[Opening Dataset entries section]

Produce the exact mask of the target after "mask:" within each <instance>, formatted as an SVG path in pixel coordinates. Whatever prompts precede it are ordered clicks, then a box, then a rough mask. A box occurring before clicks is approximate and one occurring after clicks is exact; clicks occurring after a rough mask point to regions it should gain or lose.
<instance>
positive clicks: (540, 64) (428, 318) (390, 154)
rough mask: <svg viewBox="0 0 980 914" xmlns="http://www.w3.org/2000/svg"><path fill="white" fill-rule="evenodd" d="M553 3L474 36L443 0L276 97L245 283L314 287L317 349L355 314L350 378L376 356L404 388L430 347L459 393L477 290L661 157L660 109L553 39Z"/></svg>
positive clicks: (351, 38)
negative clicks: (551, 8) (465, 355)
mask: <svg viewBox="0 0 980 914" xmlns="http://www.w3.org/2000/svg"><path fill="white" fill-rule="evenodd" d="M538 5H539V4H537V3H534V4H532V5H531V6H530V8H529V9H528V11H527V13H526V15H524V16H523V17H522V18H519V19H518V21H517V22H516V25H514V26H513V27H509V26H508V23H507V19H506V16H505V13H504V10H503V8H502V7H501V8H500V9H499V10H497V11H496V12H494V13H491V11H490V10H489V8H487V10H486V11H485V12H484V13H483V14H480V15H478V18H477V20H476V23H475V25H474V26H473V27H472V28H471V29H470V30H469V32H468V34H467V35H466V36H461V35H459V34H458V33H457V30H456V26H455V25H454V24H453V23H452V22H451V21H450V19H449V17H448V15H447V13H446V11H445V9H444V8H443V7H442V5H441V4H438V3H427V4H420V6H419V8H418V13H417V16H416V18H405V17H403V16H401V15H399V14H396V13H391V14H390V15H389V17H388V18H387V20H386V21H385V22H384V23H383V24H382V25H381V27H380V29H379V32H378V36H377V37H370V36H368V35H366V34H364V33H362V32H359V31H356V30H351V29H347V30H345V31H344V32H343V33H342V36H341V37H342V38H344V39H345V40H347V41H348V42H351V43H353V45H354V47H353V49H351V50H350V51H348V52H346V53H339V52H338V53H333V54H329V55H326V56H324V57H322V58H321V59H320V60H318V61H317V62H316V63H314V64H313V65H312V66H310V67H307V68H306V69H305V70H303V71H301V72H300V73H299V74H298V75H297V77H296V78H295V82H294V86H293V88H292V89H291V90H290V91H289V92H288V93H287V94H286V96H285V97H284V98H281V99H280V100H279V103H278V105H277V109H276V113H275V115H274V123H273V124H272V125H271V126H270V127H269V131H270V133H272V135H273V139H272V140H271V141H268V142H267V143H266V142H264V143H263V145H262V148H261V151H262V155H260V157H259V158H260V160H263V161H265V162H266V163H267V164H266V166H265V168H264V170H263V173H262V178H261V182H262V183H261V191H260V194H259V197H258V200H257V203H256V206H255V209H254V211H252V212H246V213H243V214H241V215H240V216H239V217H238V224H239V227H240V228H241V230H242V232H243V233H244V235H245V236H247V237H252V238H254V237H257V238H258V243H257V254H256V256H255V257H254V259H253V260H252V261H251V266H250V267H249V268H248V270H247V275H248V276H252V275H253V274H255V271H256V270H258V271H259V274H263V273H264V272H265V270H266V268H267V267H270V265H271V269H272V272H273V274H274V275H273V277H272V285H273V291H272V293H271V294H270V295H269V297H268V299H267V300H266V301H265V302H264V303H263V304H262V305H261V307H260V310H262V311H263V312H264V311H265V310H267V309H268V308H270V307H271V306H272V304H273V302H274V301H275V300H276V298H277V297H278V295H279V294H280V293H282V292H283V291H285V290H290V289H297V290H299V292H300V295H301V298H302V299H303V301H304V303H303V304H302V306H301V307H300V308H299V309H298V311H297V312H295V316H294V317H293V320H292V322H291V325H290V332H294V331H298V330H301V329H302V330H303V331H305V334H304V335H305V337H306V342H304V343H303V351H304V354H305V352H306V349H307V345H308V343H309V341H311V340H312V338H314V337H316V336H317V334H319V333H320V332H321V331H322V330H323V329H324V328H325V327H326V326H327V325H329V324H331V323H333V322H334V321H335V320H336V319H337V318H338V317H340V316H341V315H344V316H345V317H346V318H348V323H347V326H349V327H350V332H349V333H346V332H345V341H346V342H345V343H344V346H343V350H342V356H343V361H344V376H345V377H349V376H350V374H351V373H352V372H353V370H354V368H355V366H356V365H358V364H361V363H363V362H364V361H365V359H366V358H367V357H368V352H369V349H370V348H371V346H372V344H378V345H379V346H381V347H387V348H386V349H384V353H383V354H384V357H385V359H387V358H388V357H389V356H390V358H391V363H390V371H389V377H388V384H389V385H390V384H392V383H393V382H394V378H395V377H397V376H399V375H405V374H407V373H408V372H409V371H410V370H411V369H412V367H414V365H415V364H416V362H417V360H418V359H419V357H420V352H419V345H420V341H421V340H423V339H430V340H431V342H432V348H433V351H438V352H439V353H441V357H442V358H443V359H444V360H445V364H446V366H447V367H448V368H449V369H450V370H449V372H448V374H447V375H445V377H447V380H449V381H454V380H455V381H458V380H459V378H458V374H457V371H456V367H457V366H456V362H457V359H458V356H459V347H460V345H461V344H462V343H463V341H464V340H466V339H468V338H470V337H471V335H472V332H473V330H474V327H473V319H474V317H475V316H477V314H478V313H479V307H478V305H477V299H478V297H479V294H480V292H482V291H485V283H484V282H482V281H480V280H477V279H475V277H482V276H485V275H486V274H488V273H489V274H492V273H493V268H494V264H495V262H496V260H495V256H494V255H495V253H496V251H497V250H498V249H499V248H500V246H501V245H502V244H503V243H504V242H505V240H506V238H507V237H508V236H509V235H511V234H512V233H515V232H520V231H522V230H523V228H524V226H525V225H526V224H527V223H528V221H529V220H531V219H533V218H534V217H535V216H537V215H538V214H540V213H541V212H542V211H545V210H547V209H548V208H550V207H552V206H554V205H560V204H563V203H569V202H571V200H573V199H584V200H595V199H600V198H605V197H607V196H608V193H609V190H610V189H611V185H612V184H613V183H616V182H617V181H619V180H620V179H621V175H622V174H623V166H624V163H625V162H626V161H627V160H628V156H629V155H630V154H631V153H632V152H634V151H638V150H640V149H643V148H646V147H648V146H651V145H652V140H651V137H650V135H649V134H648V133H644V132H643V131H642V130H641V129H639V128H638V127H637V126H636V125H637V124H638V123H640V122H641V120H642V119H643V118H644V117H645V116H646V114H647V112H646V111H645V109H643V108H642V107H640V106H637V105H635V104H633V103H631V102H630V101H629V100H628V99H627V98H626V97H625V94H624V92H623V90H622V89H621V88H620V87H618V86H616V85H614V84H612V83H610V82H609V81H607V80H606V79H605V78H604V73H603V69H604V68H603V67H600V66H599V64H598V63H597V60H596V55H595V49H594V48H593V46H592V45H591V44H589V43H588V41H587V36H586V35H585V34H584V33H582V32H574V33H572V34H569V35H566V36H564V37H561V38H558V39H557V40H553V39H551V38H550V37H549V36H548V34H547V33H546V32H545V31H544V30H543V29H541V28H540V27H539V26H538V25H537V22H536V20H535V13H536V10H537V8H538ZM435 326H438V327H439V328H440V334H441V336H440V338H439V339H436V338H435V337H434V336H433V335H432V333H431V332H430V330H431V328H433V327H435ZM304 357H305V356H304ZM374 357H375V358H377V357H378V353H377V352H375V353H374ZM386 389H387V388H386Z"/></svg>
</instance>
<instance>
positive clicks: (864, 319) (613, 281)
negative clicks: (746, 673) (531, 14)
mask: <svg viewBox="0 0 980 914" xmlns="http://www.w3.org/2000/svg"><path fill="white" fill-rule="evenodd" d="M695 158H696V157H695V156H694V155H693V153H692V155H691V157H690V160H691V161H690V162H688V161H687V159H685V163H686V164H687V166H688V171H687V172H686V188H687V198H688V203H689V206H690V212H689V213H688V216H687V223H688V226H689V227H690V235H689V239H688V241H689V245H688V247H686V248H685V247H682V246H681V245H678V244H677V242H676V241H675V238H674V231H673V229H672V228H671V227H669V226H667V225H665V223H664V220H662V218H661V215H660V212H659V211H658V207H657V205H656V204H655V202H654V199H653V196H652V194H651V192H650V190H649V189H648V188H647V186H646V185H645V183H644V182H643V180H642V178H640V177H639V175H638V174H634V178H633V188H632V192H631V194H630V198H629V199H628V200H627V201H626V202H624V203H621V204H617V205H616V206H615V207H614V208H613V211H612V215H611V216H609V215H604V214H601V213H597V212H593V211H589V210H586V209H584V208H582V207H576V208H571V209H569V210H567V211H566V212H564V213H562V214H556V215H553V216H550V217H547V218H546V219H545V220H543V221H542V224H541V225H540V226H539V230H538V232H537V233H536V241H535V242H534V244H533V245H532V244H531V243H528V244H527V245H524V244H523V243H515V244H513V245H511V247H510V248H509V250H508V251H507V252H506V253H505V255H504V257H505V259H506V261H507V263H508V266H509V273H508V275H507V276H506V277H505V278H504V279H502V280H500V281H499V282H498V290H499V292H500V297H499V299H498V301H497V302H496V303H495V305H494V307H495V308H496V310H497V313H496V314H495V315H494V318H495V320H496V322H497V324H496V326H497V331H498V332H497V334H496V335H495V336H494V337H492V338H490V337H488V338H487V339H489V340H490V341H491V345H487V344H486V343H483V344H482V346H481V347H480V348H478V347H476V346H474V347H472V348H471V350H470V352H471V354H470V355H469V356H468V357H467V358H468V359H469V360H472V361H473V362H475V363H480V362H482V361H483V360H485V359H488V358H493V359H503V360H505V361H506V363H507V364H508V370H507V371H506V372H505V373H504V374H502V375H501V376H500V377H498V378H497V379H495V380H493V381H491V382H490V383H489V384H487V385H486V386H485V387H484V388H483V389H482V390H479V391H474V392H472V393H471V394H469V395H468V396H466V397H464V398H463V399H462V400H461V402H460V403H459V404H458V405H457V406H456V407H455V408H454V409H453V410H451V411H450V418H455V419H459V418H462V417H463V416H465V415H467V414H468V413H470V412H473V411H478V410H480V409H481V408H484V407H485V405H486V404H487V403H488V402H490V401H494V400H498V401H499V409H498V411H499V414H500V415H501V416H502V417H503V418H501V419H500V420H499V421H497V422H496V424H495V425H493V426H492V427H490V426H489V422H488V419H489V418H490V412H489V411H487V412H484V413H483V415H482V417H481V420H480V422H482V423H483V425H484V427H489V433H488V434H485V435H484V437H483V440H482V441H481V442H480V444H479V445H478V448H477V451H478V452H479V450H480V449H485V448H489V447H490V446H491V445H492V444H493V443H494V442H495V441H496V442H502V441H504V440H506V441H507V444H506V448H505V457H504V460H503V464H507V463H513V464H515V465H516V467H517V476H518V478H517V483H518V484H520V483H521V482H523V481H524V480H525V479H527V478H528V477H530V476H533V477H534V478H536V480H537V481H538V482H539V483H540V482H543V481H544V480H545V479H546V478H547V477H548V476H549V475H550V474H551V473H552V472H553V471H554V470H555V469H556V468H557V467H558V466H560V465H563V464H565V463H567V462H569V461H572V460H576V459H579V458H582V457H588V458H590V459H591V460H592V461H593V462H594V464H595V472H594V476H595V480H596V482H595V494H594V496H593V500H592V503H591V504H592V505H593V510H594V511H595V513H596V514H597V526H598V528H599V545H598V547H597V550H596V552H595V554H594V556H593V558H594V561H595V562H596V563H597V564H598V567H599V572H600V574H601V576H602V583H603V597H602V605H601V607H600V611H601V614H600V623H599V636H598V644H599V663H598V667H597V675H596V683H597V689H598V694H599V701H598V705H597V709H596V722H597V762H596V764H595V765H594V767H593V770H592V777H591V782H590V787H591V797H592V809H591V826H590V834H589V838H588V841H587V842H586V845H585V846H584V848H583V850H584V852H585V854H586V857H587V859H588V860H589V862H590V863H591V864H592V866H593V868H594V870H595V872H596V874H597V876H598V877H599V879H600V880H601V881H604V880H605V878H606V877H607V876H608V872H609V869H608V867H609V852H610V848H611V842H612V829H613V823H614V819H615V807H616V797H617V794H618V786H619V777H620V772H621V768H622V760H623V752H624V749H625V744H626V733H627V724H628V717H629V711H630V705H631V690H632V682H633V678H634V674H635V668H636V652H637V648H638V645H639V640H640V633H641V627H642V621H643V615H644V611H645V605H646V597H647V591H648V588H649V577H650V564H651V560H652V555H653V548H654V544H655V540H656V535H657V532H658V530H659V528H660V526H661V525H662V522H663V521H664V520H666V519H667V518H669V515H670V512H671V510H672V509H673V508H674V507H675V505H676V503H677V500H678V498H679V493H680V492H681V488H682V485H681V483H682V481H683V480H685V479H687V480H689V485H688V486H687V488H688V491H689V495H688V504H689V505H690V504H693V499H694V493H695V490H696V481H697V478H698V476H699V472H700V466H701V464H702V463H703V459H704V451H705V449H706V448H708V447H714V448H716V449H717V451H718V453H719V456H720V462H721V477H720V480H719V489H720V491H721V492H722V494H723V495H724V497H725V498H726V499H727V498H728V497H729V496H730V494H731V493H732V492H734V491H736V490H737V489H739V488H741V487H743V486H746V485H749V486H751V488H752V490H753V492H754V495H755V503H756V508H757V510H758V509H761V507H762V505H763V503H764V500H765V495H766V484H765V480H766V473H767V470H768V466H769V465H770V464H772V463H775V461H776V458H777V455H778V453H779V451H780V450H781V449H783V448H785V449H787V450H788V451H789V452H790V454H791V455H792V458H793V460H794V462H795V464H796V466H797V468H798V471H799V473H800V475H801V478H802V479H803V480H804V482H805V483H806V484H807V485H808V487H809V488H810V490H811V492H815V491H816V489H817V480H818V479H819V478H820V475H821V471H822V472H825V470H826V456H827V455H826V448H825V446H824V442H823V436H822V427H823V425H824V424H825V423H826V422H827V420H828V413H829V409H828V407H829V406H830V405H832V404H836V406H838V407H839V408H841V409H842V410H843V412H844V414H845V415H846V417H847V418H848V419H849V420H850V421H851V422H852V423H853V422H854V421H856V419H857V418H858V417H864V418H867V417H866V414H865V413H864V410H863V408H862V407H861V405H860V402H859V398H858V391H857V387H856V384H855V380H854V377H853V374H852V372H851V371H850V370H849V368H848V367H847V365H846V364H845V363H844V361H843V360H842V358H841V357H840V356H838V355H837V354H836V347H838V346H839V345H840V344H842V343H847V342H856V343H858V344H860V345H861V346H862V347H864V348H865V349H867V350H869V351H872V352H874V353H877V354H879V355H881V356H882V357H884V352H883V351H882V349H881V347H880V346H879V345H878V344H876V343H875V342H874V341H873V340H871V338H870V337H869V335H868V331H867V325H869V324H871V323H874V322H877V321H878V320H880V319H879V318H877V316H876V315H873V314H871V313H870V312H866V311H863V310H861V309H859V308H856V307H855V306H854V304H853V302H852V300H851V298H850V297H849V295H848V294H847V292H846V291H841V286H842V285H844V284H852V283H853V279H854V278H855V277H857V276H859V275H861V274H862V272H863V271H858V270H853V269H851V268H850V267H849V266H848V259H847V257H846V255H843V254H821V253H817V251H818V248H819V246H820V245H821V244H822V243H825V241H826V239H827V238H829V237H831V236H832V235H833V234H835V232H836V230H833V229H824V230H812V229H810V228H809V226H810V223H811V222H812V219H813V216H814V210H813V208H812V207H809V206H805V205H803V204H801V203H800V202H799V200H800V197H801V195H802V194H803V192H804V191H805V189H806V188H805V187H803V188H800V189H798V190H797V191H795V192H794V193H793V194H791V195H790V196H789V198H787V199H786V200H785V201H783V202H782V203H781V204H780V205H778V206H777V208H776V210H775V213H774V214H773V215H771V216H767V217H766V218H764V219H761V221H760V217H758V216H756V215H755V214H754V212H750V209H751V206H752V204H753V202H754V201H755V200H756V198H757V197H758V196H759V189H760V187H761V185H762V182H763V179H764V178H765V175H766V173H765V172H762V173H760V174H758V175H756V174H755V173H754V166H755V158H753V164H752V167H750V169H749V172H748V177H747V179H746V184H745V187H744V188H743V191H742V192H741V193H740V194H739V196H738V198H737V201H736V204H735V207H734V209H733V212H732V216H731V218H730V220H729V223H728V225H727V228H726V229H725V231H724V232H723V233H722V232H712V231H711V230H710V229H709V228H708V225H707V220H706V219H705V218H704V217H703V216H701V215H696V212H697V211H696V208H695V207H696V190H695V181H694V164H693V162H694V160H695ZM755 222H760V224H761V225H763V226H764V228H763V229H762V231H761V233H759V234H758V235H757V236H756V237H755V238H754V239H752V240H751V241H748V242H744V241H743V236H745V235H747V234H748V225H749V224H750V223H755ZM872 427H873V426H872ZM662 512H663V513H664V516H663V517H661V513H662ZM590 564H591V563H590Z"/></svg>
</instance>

[Closing Dataset entries section]

### Prompt
The number of lines in the records that include "negative" is what is needed, with no other words.

### Answer for this exercise
2